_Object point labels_
>> begin

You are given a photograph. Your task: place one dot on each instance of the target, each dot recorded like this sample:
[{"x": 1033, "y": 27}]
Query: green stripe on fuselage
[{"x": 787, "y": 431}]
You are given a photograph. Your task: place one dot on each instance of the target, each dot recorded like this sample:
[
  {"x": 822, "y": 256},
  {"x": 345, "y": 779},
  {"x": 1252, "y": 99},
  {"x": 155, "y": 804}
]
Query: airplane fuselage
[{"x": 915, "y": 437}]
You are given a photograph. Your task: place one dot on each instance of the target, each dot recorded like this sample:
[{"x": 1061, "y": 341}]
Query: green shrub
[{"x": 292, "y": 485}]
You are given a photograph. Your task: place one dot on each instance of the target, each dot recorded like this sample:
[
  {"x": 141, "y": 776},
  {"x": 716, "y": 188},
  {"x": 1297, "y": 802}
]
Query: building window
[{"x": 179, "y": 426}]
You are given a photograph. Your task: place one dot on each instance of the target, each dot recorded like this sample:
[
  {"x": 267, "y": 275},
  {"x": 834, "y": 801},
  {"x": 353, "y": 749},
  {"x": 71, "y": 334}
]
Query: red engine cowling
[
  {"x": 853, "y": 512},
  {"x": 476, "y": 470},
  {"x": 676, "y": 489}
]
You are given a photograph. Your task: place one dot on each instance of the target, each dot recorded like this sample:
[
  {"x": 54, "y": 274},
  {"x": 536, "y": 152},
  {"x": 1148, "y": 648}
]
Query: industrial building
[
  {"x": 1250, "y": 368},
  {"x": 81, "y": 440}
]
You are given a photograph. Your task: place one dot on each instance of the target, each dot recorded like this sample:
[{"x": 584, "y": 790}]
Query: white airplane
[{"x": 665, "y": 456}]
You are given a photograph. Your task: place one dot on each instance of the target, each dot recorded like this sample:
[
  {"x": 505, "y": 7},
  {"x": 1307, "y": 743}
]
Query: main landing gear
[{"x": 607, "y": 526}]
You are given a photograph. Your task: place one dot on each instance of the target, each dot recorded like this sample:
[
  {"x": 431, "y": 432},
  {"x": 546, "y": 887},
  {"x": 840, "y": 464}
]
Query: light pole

>> end
>> begin

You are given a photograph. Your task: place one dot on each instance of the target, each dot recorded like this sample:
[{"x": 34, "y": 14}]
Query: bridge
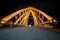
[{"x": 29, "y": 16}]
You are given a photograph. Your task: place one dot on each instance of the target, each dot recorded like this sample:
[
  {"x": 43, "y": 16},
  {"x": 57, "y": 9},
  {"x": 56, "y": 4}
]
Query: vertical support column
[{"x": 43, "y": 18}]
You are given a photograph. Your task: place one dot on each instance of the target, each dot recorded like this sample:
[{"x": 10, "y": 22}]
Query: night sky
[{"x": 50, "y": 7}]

>> end

Pull out each line of the records above that contains the word "green" and copy those lines unchanged.

Query: green stripe on fuselage
Query: green shrub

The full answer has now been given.